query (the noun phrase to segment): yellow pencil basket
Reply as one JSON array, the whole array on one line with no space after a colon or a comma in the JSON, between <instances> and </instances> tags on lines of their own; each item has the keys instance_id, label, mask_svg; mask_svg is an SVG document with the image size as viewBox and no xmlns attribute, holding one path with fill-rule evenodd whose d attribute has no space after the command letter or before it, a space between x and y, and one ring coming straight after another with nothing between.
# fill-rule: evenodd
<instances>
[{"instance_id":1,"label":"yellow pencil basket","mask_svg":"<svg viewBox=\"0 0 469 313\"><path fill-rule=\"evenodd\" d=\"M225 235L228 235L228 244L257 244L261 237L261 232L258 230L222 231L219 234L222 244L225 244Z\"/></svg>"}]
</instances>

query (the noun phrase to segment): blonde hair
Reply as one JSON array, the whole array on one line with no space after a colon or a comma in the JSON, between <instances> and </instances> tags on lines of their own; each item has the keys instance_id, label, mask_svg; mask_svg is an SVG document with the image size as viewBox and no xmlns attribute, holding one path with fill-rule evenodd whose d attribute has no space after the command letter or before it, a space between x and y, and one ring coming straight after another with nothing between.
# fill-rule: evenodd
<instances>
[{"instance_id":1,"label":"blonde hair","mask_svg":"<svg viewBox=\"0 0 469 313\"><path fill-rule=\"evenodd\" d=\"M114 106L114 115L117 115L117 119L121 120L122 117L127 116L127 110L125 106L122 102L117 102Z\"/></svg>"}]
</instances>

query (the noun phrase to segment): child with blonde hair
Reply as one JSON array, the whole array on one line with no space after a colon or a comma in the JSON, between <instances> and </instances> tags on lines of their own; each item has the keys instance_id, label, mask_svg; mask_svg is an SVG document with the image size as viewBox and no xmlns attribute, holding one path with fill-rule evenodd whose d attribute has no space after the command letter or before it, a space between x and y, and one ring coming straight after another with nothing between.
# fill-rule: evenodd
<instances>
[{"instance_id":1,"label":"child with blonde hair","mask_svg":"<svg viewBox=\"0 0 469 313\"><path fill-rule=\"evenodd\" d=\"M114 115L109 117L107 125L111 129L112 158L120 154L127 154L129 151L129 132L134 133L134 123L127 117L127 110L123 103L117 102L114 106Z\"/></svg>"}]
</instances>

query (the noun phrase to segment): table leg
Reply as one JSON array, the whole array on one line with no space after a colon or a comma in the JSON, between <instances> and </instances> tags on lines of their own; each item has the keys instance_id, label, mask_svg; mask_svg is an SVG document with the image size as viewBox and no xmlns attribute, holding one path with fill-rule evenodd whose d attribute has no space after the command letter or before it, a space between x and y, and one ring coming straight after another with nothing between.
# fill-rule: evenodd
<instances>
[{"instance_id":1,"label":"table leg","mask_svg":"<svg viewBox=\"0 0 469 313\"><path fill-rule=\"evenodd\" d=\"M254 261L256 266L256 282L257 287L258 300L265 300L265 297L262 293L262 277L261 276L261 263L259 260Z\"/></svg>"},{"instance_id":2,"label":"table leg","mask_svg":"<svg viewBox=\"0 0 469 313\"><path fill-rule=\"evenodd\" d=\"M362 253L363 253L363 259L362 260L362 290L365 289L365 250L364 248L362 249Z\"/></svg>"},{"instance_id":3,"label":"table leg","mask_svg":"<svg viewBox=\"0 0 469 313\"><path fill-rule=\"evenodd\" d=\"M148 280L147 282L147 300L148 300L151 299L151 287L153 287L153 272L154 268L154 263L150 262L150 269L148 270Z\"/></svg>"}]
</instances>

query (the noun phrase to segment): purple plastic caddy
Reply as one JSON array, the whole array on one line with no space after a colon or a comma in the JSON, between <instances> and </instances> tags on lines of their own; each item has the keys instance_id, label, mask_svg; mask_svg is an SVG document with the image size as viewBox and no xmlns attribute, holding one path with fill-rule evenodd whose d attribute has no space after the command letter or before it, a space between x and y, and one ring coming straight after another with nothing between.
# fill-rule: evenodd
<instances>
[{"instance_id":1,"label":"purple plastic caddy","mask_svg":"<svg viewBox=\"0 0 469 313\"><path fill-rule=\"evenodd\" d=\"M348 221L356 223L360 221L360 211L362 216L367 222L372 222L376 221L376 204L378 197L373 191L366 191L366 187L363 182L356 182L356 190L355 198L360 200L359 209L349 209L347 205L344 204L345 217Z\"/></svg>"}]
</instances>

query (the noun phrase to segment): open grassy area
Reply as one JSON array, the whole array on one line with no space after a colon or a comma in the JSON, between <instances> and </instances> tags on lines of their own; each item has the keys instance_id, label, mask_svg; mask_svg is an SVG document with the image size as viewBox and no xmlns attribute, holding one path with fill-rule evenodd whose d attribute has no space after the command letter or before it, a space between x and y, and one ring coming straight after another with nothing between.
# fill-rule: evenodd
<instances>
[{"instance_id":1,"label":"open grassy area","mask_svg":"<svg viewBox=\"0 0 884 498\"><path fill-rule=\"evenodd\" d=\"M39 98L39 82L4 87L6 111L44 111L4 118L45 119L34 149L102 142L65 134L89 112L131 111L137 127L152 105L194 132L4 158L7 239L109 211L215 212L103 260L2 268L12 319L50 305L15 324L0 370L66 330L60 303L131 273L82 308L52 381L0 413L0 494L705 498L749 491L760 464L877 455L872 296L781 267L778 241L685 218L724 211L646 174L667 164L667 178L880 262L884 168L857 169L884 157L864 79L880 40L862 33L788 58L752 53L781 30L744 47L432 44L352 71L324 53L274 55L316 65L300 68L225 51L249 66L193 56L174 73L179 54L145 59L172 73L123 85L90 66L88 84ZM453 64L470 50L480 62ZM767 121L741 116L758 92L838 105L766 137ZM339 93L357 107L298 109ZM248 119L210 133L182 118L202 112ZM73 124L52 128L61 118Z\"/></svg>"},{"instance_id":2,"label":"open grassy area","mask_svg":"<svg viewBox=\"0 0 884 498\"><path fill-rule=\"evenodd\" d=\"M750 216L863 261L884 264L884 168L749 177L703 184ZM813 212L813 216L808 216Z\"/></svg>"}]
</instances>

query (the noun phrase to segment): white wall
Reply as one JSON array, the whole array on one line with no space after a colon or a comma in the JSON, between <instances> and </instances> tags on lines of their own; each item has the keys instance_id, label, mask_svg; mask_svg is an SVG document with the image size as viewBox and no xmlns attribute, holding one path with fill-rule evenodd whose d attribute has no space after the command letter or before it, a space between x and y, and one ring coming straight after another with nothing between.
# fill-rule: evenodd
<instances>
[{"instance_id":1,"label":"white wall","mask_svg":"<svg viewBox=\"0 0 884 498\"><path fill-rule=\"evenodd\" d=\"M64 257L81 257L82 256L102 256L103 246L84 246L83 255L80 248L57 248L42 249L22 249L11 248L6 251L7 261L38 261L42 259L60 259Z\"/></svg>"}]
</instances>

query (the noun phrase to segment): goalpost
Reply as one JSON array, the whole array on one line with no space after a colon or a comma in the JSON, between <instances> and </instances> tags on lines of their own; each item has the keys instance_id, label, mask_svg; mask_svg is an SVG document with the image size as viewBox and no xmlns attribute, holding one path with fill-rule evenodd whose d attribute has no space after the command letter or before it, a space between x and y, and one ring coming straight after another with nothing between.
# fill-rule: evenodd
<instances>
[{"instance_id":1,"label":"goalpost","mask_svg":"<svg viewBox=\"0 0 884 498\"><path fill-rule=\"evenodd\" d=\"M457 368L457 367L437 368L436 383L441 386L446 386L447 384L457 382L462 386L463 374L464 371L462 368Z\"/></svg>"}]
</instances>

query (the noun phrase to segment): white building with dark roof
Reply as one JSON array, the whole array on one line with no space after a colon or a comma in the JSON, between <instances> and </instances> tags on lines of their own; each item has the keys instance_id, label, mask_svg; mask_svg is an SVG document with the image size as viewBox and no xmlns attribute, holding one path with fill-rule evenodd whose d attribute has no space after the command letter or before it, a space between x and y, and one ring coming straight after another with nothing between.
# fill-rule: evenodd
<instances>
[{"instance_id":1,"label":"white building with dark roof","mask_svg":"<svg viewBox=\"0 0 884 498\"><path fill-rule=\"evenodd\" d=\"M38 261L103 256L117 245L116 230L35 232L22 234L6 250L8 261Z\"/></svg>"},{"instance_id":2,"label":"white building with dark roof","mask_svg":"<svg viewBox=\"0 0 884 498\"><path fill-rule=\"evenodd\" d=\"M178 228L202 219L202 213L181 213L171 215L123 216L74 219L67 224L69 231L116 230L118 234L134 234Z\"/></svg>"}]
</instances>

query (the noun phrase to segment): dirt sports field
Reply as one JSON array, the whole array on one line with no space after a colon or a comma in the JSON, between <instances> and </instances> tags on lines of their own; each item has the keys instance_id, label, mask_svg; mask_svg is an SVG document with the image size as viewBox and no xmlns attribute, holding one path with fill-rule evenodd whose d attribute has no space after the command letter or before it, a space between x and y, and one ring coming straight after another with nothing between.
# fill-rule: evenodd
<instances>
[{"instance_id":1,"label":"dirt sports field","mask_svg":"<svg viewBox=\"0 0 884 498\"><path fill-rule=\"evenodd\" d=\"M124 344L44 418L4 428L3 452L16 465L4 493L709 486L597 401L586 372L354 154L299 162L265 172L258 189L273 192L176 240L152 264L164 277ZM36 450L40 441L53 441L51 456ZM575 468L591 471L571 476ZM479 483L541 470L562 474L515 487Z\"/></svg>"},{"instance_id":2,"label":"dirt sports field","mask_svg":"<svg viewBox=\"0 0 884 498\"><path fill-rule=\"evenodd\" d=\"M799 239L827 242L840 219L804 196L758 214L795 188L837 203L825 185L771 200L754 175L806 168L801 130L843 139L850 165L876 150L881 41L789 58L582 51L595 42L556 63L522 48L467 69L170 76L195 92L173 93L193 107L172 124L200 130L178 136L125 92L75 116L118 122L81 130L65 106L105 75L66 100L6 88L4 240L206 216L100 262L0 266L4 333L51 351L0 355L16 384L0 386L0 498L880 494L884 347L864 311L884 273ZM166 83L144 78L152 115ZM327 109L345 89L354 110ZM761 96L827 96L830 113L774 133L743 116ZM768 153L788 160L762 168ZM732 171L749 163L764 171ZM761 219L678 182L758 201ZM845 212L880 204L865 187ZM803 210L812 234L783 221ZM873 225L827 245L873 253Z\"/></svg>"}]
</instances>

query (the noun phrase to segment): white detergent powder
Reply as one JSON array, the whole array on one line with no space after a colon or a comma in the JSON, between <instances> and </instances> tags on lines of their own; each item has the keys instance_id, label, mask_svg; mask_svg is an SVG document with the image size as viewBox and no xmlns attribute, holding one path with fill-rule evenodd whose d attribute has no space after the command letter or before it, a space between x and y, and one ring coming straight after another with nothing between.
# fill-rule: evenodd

◇ ◇ ◇

Starting with the line that contains "query (the noun phrase to segment): white detergent" and going on through the last line of the records above, output those lines again without any change.

■ Complete response:
query (the noun phrase to segment): white detergent powder
Reply as one JSON array, the whole array on one line with no space after a colon or a comma in the JSON, between <instances> and </instances> tags on lines of their own; each item has the keys instance_id, label, mask_svg; mask_svg is an SVG document with the image size as viewBox and no xmlns attribute, holding one path with fill-rule evenodd whose d attribute has no space after the command letter or before it, a space between x and y, and one ring coming straight after another with nothing between.
# fill-rule: evenodd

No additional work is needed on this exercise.